本文:

┌──

第二 國内の統一 上古の社會・政治組織
瓊瓊杵尊日向に降りたまいてより御三代の間は、常にこの地方にましましければ、遼遠の地、いまだ皇化に霑はず、まま騒擾を極めたりき。こにおいて神武天皇中央なる大和平野の地に移りて、ひろく、天下の人民を愛撫し神勅の御旨を全うせんと皇兄五瀬命などと謀りて東征の途につきたまえり。天皇日向を發して瀬戸内海を航したまえり、行く行く行宮を建ててその地方を平らげ遂に浪速に着きて大和に入らんとしたもう。時に鳥見の酋長長髄彦なるもの、饒速日命を推戴して皇軍に抗したれば、五瀬命これがために傷つき、間もなく薨じたまえり。天皇は道を転じて紀伊より入らんとし、道臣命・大久米命を先鋒とし、峻嶺をよじ深谷を渡り進みたまひしが、あるいは天佑によりて反抗する者を破り、あるいは軍歌をもって士氣を勵まし遂に長髄彦を誅し饒速日命を歸順せしめ、その他降れるものはことごとくこれを懐柔して、全く大和地方を平定したまえり。
大和地方すでに平定せしかば、天皇畝傍山の東南橿原の地を相して帝都と定め、宮殿をここに營みいて、辛酉の年正月朔日、荘厳なる儀式を以て即位の禮を擧げたもう。この時事代主命の御娘五十媛命を立てて皇后となしたまへり。近く明治五年、この御即位の年を紀元元年と定め、ついでご即位の日を太陽暦に算して2月11日にあって、これを紀元節と名付けて祝日となせりかくの如く第一代天皇即位の年をもって帝國の紀元を立て、萬古變わりなきは獨りわが國のみにして、しかも西洋の紀元に先立つこと六百六十年、またもってその淵源の悠久なるを知るべし。

└──

課題の条件:
(1) 神武天皇の東征と即位を述べた本文によると、天皇が帝都と定めた地はどこですか。
(2) 神武天皇の東征と即位を述べた本文を、最後の文の後から同じ文体で書き継いでください。

データ:

┌──

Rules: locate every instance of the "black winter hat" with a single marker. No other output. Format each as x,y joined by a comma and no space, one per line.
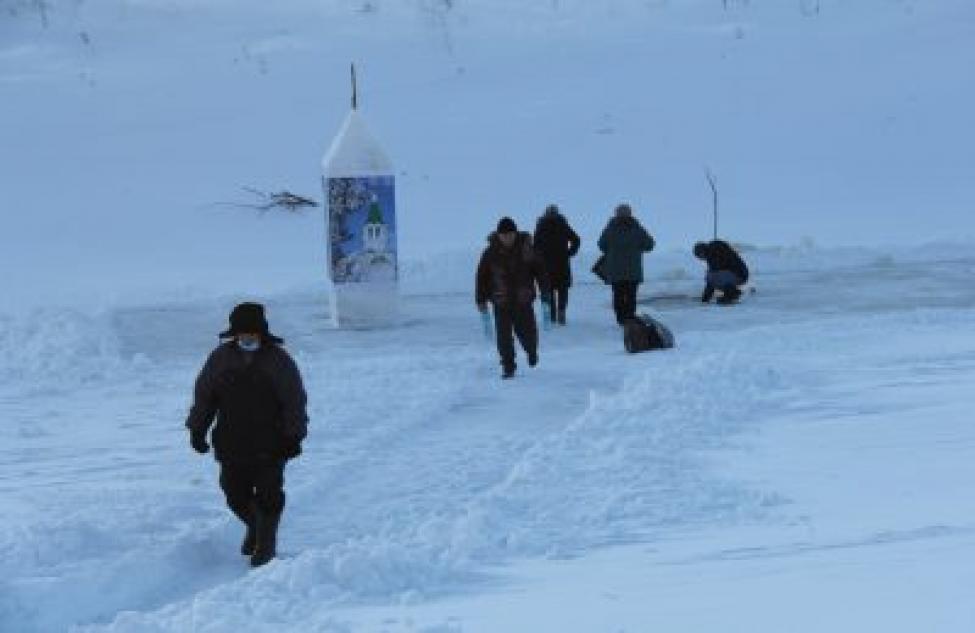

└──

解答一覧:
(1) 畝傍山の東南にある橿原の地です。

(2)
かくて天皇は大いに論功行賞を遂げたまい、朝官には、天種子命と天富命とに祭祀を掌らしめ、道臣命と大久米命をしてそれぞれ兵を率いて宮門を警めしめ、なお饒速日命の子可美眞手命を近衞の將して殿内を守らしめたまふ。また地方には、勲功ありしものを國造・縣主に任じてそれぞれ政務を行わしめたまえり。天皇また御心を殖産の上に留めたまひ、楮・麻などを阿波・安房・總の諸國に植えしめて、産業を勵ましたまひしなど、御功業全くなりて遂に崩じたまひぬ。すなわちこの日を推歩して太陽暦の四月三日に當て明治六年初めて神武天皇祭日と定む。
わが帝國の基は、神武天皇に至りていよいよ固くなりしが、當時皇威の及ぶ範圍なお狭かりしかば、第十代崇神天皇は御祖宗建國の御遺志を繼いで、ひろく教化を海内に布かんと思召し、四道將軍を諸方に派遣して皇命を諭さしめ、なお頑冥にして命を奉ぜざるものは、やむなくこれを討平らげしめたまふ。これより將軍の子孫それぞれその地方治めて、天下静謐におもむきしが、國内ようやく多端になりゆきしを以て、はじめて庶民の數を調査して税法を定め、男女にそれぞれ調役を課しぬ。
ここに於いて皇威頗る揚がりしも、なほ東西の邊陬に占居せる熊襲・蝦夷の種族は強暴にしてしばしば朝命に逆らへり。よりて第十二代景行天皇は、智勇絶倫なる日本武尊をしてこれを平らげしめたもう。尊は金枝玉葉の尊き御身をもって、西征東伐ほとんど寧日なく、具に辛酸をなめたまひしが、その妃弟橘媛は、ために海中に御身を投じたまひ、尊もいたく心身を勞して、かしこくも陣中に薨去したまへり。かくて命の御功績により、邊民に至るまであまねくを皇化に浴して、擧國太平を謳歌するに至りぬ。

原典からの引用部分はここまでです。